WHAT IS NEEDED | Please transcribe every record below exactly, leaving out the pictures.

DATASET ENTRIES |
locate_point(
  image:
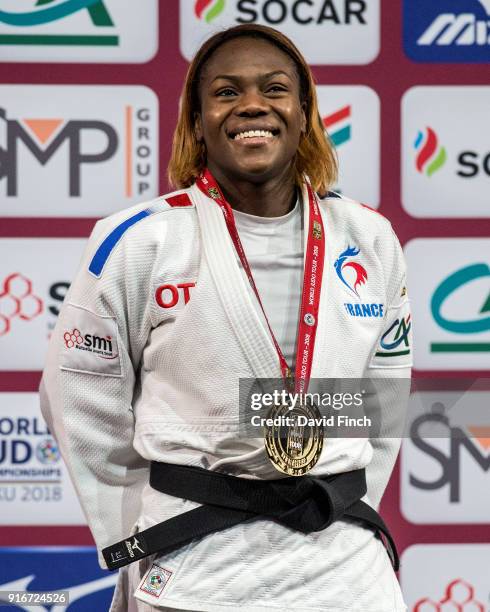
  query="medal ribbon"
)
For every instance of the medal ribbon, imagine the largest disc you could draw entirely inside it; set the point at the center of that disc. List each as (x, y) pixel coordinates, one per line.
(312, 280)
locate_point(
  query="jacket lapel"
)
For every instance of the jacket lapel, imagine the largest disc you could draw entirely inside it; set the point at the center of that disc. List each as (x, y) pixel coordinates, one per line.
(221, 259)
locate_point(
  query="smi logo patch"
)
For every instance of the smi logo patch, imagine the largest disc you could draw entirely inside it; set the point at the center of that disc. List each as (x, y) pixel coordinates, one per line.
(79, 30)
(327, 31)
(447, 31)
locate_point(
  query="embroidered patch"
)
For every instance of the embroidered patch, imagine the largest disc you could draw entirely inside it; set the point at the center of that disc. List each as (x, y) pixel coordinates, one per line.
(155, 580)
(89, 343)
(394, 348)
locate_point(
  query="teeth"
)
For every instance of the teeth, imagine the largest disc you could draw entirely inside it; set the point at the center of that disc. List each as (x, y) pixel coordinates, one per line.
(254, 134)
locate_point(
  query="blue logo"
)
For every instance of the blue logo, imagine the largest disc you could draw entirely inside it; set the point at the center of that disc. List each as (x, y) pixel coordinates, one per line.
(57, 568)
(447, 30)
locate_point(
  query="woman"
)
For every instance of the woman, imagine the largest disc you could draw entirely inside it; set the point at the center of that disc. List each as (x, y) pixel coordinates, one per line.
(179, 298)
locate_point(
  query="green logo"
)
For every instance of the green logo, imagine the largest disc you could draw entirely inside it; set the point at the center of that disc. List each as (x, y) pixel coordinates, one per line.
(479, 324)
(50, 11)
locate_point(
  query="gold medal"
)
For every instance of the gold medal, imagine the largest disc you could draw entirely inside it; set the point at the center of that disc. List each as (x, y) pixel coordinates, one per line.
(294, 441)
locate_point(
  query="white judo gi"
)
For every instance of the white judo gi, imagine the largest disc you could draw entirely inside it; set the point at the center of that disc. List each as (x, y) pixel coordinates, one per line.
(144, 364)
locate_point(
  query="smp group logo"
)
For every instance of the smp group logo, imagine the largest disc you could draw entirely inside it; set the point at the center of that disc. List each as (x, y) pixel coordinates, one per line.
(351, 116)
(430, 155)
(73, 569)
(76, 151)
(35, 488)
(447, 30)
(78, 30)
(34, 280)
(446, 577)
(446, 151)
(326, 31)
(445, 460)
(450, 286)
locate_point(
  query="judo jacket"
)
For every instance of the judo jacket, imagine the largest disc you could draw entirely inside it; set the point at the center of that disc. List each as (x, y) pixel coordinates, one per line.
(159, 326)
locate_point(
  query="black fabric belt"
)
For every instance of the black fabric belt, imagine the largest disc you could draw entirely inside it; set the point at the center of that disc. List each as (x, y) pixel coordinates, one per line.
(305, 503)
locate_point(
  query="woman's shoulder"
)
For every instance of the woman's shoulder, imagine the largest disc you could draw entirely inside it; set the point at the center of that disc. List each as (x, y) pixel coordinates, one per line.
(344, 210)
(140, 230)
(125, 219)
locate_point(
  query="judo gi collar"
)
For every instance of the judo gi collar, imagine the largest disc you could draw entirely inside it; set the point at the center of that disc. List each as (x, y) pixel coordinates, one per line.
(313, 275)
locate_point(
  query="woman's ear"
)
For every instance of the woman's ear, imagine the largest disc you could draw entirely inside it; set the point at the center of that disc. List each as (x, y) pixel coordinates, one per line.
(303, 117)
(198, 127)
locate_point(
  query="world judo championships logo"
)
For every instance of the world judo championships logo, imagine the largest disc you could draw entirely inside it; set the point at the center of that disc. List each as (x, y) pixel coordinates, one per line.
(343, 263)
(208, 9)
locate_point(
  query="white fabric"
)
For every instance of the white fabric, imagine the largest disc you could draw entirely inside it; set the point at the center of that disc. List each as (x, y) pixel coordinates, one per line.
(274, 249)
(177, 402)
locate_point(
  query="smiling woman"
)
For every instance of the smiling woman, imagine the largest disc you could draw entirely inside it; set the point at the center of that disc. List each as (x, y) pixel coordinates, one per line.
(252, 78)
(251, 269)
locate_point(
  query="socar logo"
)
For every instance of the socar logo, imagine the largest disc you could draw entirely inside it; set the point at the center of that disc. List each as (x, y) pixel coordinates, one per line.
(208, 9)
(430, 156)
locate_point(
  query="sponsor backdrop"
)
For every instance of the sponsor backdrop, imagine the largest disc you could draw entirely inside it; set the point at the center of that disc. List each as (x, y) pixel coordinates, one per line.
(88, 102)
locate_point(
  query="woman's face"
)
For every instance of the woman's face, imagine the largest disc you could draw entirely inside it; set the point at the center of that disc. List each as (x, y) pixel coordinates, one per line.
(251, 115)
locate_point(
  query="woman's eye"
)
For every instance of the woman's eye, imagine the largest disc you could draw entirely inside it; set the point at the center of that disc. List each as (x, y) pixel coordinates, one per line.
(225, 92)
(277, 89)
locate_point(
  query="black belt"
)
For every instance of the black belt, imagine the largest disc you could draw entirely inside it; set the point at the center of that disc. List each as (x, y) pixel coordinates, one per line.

ANSWER TO THE EXERCISE |
locate_point(
  image:
  query="medal ribbon"
)
For every instance of the medal ribbon, imagine the largest disc you could draw entirely inside it; set the point at the center of that disc. List each as (x, y) pixel coordinates, one per line.
(312, 280)
locate_point(
  query="jacket lapel"
)
For every instance of the jacket lapel, imagine the largest disc you could draw entirely inside it; set the point at the center of that disc. List each as (x, y) pixel coordinates, one per line.
(221, 259)
locate_point(
  query="smi logo patch"
)
For every instance of the smi logo patch, imagine the largest disc you could draw entirely inside it; set the point at the center of that disc. List each as (x, y) pixel coordinates, one per line.
(79, 30)
(327, 31)
(447, 31)
locate_point(
  query="embroidered patch"
)
For every instance of the embroidered patch, imagine the largest disc you could draw entirely inside it; set the point at the center of that disc. List each as (x, y) pixel coordinates, one per line.
(155, 580)
(89, 343)
(394, 348)
locate_point(
  query="teeth"
)
For every instance of the teeth, imagine the largest disc you could draw entirely inside it; set the point at the center of that disc. List each as (x, y) pixel coordinates, one per line.
(254, 134)
locate_point(
  query="blue logo"
)
For every instance of the blue logo, imagine the largest disc you could draw entirely inside it; set the point at the center of that disc. List each as (x, y) pixel coordinates, one per line.
(57, 568)
(447, 30)
locate_point(
  query="woman"
)
For every instance of the woman, imagine the largest disc you could draw entirely inside it; set the point at the center of that disc. List each as (x, y) pixel coordinates, one per line.
(179, 298)
locate_point(
  query="green logo"
)
For every instance of the green logo, imagine the largest disc you could draw entirely inside it; set the point at the center of that disc. List each as (x, y) pixel coordinates, one per line.
(479, 324)
(50, 11)
locate_point(
  query="gold medal"
)
For every instance of the gold medal, imagine the largest disc you could draw entirely inside it; set the point at the center of that disc. List each as (x, y) pixel coordinates, one per line.
(294, 441)
locate_point(
  query="white judo gi"
)
For every instance of the white judo gi, imagine the largest disc you could draw entirely inside it; set the point at the center of that disc. List each as (x, y) pixel coordinates, one per line.
(144, 364)
locate_point(
  query="smp group logo"
)
For every instance of the smp group logo, imagine the largest disc you could draw entirely inside it; set the point at the center of that disc. List each as (x, y) pixel coordinates, one per line.
(351, 116)
(430, 155)
(73, 569)
(76, 151)
(35, 488)
(447, 30)
(78, 30)
(34, 280)
(446, 577)
(446, 151)
(326, 31)
(445, 460)
(450, 286)
locate_point(
  query="judo jacket"
)
For every instance of the judo jacket, imagine the largest disc you could draw entirely inside it; set the point at the center of that disc. List each as (x, y) pixel coordinates, one per line.
(159, 326)
locate_point(
  query="black fabric belt"
)
For every instance of the black fabric belt, imagine the largest disc you could draw entirely inside it; set the point at the center of that disc. List each as (x, y) pixel coordinates, one per line.
(305, 503)
locate_point(
  query="woman's shoulder"
)
For every instance of the woman's shoulder, imagine the largest disc you could draw entirely inside it; set the point at the center of that disc. List each as (x, y) pixel coordinates, one per line.
(344, 210)
(140, 230)
(125, 219)
locate_point(
  query="judo gi collar"
)
For every instance of the judo gi collar, imagine the largest disc you could draw entirely inside it; set the point at the center of that disc. List each as (x, y) pixel coordinates, one per line.
(313, 275)
locate_point(
  query="woman's ear"
)
For every instance of the woman's ear, imagine the largest disc you could draw entirely inside it; set the point at the center of that disc. List each as (x, y) pixel coordinates, one per line.
(303, 117)
(198, 127)
locate_point(
  query="world judo championships logo"
)
For every instance of the world judo championships logo, imagine the largest disc you could draw entirely inside it; set the point at the center of that disc. List each as (x, y) pixel coordinates, one per line.
(343, 263)
(208, 9)
locate_point(
  query="white fabric"
)
For every instance of the white fabric, imagine the largest disc you could draw entirely inside it; set the point at the center of that disc. List each as (x, y) pixel coordinates, one per line.
(274, 249)
(177, 402)
locate_point(
  query="smiling woman"
)
For every instance of the smiling woman, imagine the largest disc you could draw entirely inside it; set the point at the center of that disc. List each as (x, y) pixel coordinates, one per line.
(252, 78)
(251, 269)
locate_point(
  query="socar logo"
)
For every instance of the socar logo, imagine the largest disc you could draw entirely inside it; set the point at the center of that disc. List each as (x, y) pixel coordinates, one per line.
(208, 9)
(430, 156)
locate_point(
  query="sponsor backdrop"
)
For every instance of the sponsor backdrop, imagine the largest disc you could draw entirely inside it; set the point at the center of that disc. List each as (x, y) pixel coordinates, one per line.
(88, 102)
locate_point(
  query="woman's face"
)
For every instance of the woman's face, imagine the largest disc you could draw entirely inside it; set the point at the center of that disc. List each as (x, y) pixel coordinates, one per line.
(251, 115)
locate_point(
  query="woman's eye"
)
For every instance of the woman's eye, imagine the largest disc you could draw entirely inside it; set the point at the center of that disc. List each as (x, y) pixel coordinates, one per line.
(225, 92)
(277, 89)
locate_point(
  query="black belt"
)
For every instance of the black belt, imagine the largest disc you could draw entirely inside it; set the point at the center of that disc. List each as (x, y) pixel coordinates, one per line.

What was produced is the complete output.